**Required work:**
For each statement, say whether it agrees with the LLM rubber duck discussion below. Answer yes or no, and quote the words that decide it.
(a) The commenter who compares LLMs to a rubber duck uses them to actually generate code.
(b) That commenter mostly runs a pretty simple local model.
(c) The rubber duck method is described as newer than chatbots.

**Document excerpt:**
[Start of Attachment]

Use LLMs as instructional models not as production/development models. It's not hard, people. You don't need to connect credentials to any LLMs just like you'd never write your production passwords on post-it's and stick them on your computer monitor.

Or don't use LLMs at all, because they fucking lie to you constantly?

"Lie" implies they have some kind of agency. They're basically a Plinko board.

Meh, they work well enough if you treat them as a rubber duck that responds. I've had an actual rubber duck on my desk for some years, but I've found LLM's taking over its role lately.

I don't use them to actually generate code. I use them as a place where I can write down my thoughts. When the LLM responds, it has likely "misunderstood" some aspect of my idea, and by reformulating myself and explaining how it works I can help myself think through what I'm doing. Previously I would argue with the rubber duck, but I have to admit that the LLM is actually slightly better for the same purpose.

The rubber duck is cheaper

You're absolutely right. I mostly run a pretty simple local model though, so it's not like it's very expensive either.

Hooray for outsourcing of critical thinking!

What could possibly go wrong

I think you've misunderstood the purpose of a rubber duck: The point is that by formulating your problems and ideas, either out loud or in writing, you can better activate your own problem solving skills. This is a very well established method for reflecting on and solving problems when you're stuck, it's a concept far older than chatbots, because the point isn't the response you get, but the process of formulating your own thoughts in the first place.

Right, but a rubber duck isn't a sycophantic chatbot that isn't capable of conceptualizing anything but responding to you anyway.

That is correct. However, an LLM and a rubber duck have in common that they are inanimate objects that I can use as targets when formulating my thoughts and ideas. The LLM can also respond to things like "what part of that was unclear", to help keep my thoughts flowing. NOTE: The point of asking an LLM "what part of that was unclear" is NOT that it has a qualified answer, but rather that it's a completely unqualified prompt to explain a part of the process more thoroughly.

This is a very well established process: Whether you use an actual rubber duck, your dog, writing a blog post / personal memo (I do the last quite often) or explaining your problem to a friend that's not at all in the field. The point is to have some kind of process that helps you keep your thoughts flowing and touching in on topics you might not think are crucial, thus helping you find a solution. The toddler that answers every explanation with "why?" can be ideal for this, and an LLM can emulate it quite well in a workplace environment.

[End of Attachment]

(Data taken from a collection)
[Start of Attachment]

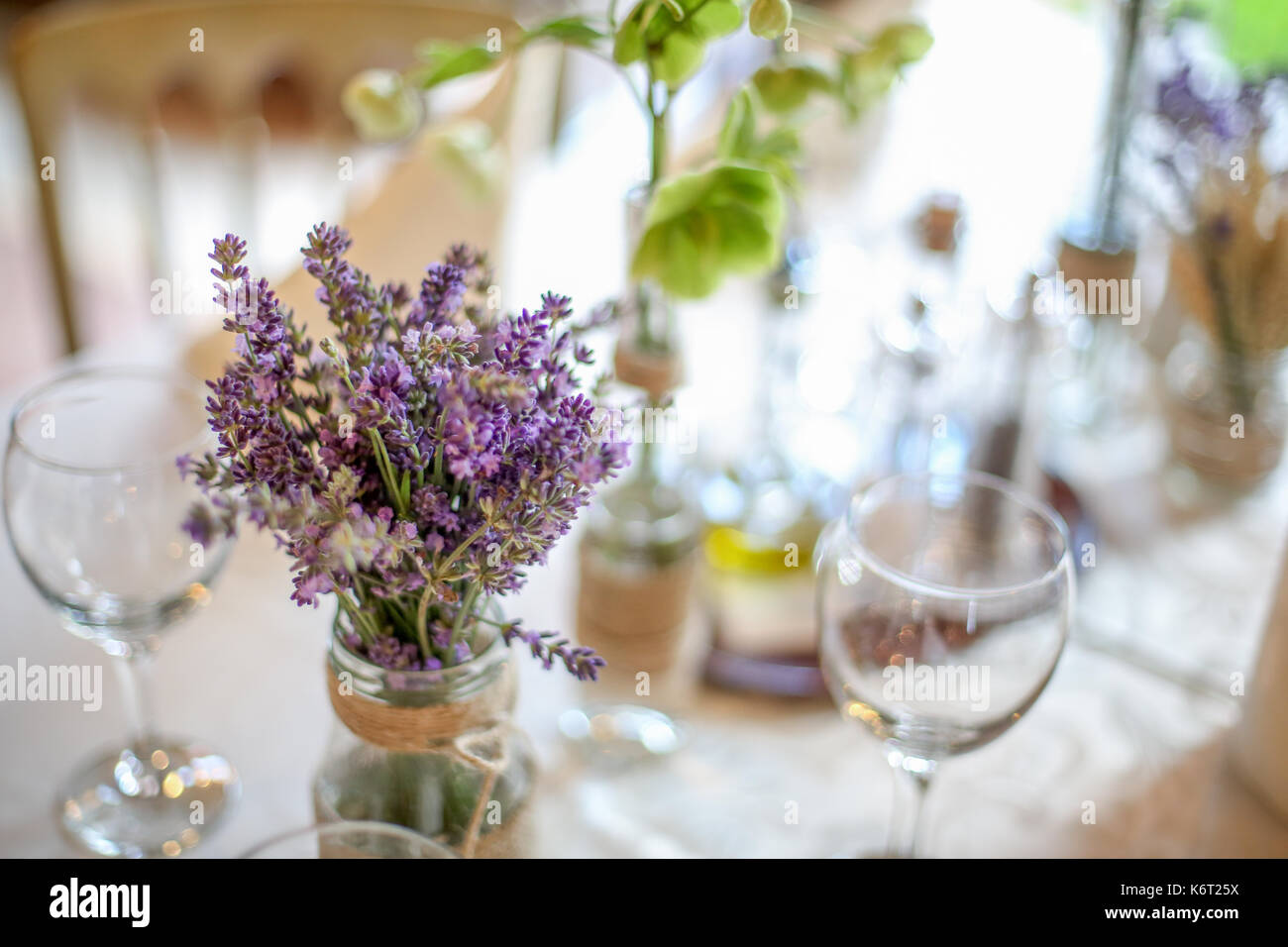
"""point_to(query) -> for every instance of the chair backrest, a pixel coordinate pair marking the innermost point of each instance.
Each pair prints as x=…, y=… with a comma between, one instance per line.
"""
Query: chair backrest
x=224, y=82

[End of Attachment]

**Answer:**
(a) No: "I don't use them to actually generate code."
(b) Yes: "I mostly run a pretty simple local model though"
(c) No: "it's a concept far older than chatbots"